EXERCISES TO COMPLETE ::
- 1) Can you print the part of the article on the lung research grant starting at "The Max Planck scientist" and ending at "the pulmonary vessels."?
- 2) Do these statements agree with the article on the lung research grant? Answer yes or no for each, quoting the deciding words. (a) The ERC funding covers five years and totals two million Euro. (b) Pullamsetti earned her doctorate in Bad Nauheim. (c) Pulmonary hypertension can currently be cured.

SOURCE PASSAGE ::
----------------
EU promotes lung research at the Max Planck Institute in Bad Nauheim

Soni Savai Pullamsetti receives 2 Million Euro Research Grant from the European Research Council

December 11, 2019

Soni Savai Pullamsetti, lung researcher at the Max Planck Institute for Heart and Lung Research (MPI) in Bad Nauheim receives one of the prestigious "Consolidator Grants" from the European Research Council (ERC) of the European Union. Over the next five years, the ERC will provide the scientist with two million Euro for her research on pulmonary hypertension. With the consolidator program, the EU claims to "promote excellent scientists whose independent working group is in the consolidation phase."

The Max Planck scientist is mainly interested in a lung and heart disease called pulmonary hypertension. So far, the pulmonary hypertension disease is not curable due to lack of therapies. Pulmonary arteries are the key factors in this disease. Cells in their vascular wall are chronically activated and proliferate. As a result, the wall thickens, at the same time reduces the vessel diameter. This causes an increase in blood pressure in the pulmonary vessels.

Pullamsetti wants to use the EU funds to look for options in which the activated vascular wall cells can be influenced in a way that progression of the disease could be stopped or even reversed. She builds on the hypothesis that during development of pulmonary hypertension molecular processes take place that were already active during embryonic development.
"In the context of pulmonary hypertension, a whole range of developmental genes are active”, says Pullamsetti. “These form a network and influence each other. We want to use the EU funds to decode these gene networks. Our hope is that if we better understand the underlying molecular processes, we will find attachment to novel therapies. But we will also look for new biomarkers that could better diagnose the disease."

The Indian-born researcher came to Germany in 2002 and received her doctorate in Gießen. Since 2009, she has been the head of a laboratory in the department of Lung Development and Remodeling at the Bad Nauheim Max Planck Institute, which is led by Werner Seeger. In addition, Pullamsetti is an associate member of the Department of Internal Medicine of Justus Liebig University in Giessen. The Bad Nauheim lung researcher can already look back on a successful career: in addition to more than 80 publications in high-ranking journals such as Nature Medicine and Science Translational Medicine, she has already received several research awards from various scientific societies.
----------------
Natural-language descriptions of regions ::
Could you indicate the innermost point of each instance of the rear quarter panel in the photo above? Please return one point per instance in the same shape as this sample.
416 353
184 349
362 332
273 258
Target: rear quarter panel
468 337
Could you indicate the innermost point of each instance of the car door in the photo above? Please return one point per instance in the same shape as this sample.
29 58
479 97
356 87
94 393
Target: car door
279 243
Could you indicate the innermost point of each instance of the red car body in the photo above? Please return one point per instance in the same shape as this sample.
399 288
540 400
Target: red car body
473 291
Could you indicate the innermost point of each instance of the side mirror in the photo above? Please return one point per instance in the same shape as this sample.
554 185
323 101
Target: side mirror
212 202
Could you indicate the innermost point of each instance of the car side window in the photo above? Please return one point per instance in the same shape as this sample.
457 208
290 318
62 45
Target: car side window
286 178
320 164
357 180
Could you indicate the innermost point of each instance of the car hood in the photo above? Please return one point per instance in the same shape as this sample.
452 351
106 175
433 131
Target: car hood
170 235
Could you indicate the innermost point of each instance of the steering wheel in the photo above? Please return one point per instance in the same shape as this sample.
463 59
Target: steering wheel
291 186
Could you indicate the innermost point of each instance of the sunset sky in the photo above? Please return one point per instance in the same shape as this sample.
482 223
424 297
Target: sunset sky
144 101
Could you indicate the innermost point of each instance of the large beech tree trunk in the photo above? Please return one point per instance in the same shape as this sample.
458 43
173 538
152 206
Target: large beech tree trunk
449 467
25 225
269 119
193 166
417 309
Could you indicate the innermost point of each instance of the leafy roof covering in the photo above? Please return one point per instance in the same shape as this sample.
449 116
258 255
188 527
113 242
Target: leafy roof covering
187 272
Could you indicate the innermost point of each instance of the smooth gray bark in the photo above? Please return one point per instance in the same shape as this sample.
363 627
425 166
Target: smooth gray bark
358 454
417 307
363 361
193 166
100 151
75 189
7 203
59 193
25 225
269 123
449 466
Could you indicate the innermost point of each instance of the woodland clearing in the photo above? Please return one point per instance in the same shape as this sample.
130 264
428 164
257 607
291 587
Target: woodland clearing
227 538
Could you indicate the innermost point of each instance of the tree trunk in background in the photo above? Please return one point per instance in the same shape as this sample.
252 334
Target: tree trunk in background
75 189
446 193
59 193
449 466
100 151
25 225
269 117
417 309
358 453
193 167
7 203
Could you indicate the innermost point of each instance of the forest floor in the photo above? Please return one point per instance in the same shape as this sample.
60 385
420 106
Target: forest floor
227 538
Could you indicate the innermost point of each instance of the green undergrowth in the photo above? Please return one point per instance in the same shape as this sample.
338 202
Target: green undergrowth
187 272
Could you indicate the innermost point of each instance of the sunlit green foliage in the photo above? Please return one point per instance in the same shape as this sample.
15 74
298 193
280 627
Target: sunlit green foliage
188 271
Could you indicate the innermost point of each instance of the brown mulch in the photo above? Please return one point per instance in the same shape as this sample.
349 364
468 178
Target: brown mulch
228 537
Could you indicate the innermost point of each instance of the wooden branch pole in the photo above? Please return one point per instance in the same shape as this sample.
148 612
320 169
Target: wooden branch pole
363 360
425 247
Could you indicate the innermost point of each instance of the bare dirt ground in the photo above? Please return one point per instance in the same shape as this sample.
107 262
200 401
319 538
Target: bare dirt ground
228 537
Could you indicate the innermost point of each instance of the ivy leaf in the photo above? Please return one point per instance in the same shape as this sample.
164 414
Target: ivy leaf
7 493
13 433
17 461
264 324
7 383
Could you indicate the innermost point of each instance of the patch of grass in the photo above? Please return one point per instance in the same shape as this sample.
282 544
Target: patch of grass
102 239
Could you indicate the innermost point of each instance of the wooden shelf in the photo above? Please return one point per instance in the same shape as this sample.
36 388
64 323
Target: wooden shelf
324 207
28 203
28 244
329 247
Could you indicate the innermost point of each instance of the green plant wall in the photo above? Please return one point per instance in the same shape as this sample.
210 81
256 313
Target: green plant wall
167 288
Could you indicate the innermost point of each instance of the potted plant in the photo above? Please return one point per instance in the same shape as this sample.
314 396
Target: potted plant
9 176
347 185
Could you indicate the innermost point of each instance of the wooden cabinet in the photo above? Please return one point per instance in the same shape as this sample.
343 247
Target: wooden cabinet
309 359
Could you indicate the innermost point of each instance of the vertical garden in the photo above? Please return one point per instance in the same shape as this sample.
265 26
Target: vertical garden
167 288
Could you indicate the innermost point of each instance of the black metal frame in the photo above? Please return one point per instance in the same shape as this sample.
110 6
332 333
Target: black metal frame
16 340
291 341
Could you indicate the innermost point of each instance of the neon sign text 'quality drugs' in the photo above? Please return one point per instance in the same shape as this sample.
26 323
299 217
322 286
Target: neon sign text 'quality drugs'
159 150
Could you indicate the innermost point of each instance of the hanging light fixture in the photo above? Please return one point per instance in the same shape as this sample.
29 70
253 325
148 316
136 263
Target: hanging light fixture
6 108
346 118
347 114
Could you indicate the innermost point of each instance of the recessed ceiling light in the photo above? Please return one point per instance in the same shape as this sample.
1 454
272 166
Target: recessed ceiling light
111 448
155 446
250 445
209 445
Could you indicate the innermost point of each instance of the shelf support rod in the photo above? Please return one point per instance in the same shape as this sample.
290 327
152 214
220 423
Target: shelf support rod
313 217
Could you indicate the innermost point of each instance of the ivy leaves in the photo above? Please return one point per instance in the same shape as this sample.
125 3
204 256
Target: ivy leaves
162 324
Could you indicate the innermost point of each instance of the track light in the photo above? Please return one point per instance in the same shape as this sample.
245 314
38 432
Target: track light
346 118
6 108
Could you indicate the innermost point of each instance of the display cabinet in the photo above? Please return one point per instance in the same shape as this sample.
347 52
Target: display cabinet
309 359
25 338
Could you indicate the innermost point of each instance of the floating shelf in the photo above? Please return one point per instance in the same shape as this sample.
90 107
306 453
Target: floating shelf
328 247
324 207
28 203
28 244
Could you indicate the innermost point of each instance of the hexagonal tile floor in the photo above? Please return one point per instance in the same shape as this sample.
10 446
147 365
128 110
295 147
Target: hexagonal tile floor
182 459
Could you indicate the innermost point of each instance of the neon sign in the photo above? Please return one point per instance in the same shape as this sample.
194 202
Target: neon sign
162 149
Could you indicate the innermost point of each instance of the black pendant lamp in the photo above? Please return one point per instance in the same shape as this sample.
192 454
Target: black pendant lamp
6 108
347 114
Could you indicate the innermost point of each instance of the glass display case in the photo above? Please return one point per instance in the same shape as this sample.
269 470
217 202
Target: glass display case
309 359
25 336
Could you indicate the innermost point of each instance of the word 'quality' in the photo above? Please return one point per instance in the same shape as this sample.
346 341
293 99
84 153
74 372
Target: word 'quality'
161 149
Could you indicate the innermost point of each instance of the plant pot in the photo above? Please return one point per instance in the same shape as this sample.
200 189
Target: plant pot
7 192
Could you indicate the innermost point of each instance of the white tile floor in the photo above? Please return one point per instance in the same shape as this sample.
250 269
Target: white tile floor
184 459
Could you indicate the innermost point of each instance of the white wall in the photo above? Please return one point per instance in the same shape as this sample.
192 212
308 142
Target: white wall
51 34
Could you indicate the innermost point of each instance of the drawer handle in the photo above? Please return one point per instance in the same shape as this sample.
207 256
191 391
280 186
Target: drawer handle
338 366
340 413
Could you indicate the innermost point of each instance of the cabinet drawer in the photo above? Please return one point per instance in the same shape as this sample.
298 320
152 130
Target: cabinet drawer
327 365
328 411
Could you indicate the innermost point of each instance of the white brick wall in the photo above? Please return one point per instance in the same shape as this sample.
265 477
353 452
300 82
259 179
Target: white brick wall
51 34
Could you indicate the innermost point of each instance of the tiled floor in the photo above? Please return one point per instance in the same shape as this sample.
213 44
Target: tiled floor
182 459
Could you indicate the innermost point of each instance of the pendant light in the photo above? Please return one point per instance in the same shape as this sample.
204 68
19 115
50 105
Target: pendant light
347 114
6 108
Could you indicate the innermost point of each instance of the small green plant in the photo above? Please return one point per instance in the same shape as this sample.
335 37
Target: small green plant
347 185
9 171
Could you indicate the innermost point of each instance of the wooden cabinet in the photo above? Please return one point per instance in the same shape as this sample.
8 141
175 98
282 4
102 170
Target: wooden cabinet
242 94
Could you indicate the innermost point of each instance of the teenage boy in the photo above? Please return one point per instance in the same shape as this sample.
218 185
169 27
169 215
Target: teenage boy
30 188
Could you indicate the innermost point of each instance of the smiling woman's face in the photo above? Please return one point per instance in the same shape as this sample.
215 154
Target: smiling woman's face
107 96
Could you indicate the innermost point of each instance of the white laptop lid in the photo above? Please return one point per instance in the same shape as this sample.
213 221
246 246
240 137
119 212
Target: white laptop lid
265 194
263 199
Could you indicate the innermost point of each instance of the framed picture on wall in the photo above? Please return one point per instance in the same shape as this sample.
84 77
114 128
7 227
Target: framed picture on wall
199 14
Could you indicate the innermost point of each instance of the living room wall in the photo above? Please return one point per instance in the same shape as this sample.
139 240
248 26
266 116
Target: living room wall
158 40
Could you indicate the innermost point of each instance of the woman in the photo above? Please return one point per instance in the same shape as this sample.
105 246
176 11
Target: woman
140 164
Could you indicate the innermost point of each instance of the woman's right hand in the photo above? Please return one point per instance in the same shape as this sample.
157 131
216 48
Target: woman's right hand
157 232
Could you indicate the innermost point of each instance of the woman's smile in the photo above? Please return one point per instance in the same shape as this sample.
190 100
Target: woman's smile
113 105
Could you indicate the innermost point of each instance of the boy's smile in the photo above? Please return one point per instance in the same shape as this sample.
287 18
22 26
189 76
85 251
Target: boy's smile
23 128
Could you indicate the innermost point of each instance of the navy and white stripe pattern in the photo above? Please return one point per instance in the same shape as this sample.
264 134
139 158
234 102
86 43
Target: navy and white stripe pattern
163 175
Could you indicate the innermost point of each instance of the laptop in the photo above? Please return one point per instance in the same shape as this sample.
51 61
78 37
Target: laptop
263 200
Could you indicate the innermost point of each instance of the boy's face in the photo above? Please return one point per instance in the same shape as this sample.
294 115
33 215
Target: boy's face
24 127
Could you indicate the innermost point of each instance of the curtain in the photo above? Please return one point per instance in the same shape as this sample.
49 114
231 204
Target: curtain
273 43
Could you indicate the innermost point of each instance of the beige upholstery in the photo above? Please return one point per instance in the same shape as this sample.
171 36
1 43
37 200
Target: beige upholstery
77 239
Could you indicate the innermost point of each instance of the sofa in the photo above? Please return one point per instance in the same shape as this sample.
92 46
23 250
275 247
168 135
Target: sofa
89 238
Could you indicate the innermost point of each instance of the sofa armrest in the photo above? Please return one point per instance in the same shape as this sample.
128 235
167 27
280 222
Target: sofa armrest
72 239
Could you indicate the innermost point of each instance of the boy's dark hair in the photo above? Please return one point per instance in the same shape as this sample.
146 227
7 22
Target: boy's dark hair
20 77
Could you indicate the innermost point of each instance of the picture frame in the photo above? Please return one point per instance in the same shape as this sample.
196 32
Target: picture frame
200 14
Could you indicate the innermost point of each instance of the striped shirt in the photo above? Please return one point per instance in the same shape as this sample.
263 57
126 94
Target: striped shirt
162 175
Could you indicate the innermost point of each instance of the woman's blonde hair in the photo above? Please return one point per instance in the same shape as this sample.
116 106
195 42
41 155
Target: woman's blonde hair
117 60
----------------
RESPONSES BY ITEM NUMBER ::
- 1)
The Max Planck scientist is mainly interested in a lung and heart disease called pulmonary hypertension. So far, the pulmonary hypertension disease is not curable due to lack of therapies. Pulmonary arteries are the key factors in this disease. Cells in their vascular wall are chronically activated and proliferate. As a result, the wall thickens, at the same time reduces the vessel diameter. This causes an increase in blood pressure in the pulmonary vessels.

- 2)
(a) Yes: "Over the next five years, the ERC will provide the scientist with two million Euro for her research on pulmonary hypertension."
(b) No: "received her doctorate in Gießen"
(c) No: "So far, the pulmonary hypertension disease is not curable due to lack of therapies."